- [TEXT SHOWN]
On Fri, March 14, 2014 10:07 pm, Martin Townsend wrote:
> See below
[…]
>> +struct ieee802154_hdr_fc {
>> +#if defined(__LITTLE_ENDIAN_BITFIELD)
>> + u16 type:3,
>> + security_enabled:1,
>> + frame_pending:1,
>> + ack_request:1,
>> + intra_pan:1,
>> + reserved:3,
>> + dest_addr_mode:2,
>> + version:2,
>> + source_addr_mode:2;
>> +#elif defined(__BIG_ENDIAN_BITFIELD)
>> + u16 reserved:1,
>> + intra_pan:1,
>> + ack_request:1,
>> + frame_pending:1,
>> + security_enabled:1,
>> + type:3,
>> + source_addr_mode:2,
>> + version:2,
>> + dest_addr_mode:2,
>> + reserved2:2;
>> +#else
>> +#error "Please fix <asm/byteorder.h>"

- [STATED TASK 1]
State how many lines in the records contain the string "shore". Give only the number.

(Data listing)
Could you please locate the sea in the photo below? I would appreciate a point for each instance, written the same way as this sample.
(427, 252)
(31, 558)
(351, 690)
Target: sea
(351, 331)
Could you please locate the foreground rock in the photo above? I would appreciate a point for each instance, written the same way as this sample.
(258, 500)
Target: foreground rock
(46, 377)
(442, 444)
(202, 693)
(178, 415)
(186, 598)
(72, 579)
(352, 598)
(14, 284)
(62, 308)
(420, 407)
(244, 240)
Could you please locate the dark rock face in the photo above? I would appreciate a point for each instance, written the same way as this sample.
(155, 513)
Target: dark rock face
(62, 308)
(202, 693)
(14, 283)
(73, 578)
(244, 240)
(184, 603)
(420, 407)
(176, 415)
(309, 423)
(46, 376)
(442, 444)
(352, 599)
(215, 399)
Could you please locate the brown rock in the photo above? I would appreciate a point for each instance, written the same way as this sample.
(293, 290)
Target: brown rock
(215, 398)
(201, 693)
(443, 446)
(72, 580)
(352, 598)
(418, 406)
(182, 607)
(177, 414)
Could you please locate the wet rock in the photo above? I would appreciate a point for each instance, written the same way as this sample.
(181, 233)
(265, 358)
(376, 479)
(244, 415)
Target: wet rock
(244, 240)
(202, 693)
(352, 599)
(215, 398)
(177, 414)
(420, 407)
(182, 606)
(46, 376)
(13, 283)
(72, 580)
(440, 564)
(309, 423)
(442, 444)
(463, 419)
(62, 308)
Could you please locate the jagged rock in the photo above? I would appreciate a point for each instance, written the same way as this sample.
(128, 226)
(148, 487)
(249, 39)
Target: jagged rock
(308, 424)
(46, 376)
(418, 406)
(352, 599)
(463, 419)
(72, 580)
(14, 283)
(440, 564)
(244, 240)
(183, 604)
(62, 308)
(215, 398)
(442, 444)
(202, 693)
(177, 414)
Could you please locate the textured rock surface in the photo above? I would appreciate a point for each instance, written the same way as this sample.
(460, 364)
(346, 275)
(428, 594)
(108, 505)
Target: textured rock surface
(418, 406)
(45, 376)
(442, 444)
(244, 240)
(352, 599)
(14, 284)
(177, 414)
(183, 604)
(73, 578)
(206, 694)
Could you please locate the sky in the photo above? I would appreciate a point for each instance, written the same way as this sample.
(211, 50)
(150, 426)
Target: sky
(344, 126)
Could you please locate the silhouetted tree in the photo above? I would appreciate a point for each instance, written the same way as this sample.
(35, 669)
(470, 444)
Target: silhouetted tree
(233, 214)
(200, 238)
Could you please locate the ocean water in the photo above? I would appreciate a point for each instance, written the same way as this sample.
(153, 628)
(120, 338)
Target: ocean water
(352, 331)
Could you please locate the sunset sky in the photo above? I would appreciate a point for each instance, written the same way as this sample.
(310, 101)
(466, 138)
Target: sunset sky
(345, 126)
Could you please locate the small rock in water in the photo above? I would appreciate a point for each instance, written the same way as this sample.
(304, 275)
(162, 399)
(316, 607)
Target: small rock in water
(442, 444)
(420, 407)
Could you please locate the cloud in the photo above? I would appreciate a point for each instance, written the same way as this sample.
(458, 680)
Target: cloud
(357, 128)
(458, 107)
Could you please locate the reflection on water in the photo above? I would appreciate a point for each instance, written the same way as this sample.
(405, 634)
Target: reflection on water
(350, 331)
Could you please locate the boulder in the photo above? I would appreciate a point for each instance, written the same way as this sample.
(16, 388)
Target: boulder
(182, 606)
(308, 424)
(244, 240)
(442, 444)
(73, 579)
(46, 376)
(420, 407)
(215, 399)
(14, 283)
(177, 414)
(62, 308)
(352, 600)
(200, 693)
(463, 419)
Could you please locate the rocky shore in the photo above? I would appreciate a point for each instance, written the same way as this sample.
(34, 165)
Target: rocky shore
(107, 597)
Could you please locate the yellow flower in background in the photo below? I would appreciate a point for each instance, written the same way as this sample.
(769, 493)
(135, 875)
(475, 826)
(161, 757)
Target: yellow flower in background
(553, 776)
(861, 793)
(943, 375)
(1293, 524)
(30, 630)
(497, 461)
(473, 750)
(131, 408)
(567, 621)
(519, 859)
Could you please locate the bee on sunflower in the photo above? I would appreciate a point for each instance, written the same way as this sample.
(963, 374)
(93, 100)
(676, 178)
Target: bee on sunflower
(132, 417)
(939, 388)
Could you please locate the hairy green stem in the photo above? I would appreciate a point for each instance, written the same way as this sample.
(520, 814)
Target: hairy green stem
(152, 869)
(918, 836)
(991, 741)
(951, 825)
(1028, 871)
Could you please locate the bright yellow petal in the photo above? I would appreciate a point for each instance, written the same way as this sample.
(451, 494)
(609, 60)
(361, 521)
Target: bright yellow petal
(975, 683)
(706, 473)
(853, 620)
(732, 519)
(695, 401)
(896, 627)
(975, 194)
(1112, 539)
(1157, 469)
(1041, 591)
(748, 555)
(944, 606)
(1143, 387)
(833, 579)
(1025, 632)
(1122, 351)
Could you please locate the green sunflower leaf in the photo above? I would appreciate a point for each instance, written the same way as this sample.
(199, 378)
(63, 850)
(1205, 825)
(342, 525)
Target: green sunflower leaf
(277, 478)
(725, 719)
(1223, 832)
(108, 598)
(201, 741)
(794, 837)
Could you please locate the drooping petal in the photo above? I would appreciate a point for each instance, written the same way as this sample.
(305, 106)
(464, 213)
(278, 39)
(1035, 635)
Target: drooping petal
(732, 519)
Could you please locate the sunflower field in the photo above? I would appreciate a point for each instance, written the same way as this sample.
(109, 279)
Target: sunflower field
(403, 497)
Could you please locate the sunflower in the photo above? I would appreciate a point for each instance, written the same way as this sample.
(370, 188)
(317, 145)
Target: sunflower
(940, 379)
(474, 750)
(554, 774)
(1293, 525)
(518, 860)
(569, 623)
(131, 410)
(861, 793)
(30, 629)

- [STATED TASK 2]
Answer these questions about the quoted code text, one answer per line:
(a) On what date and at what time did Martin Townsend write, according to the opening line?
(b) In the little-endian layout of the structure, how many bits does the type field take?
(c) What message does the #error line give?

- [WRITTEN ANSWER 1]
2

- [WRITTEN ANSWER 2]
(a) Friday, March 14, 2014, at 10:07 pm
(b) 3 bits
(c) "Please fix <asm/byteorder.h>"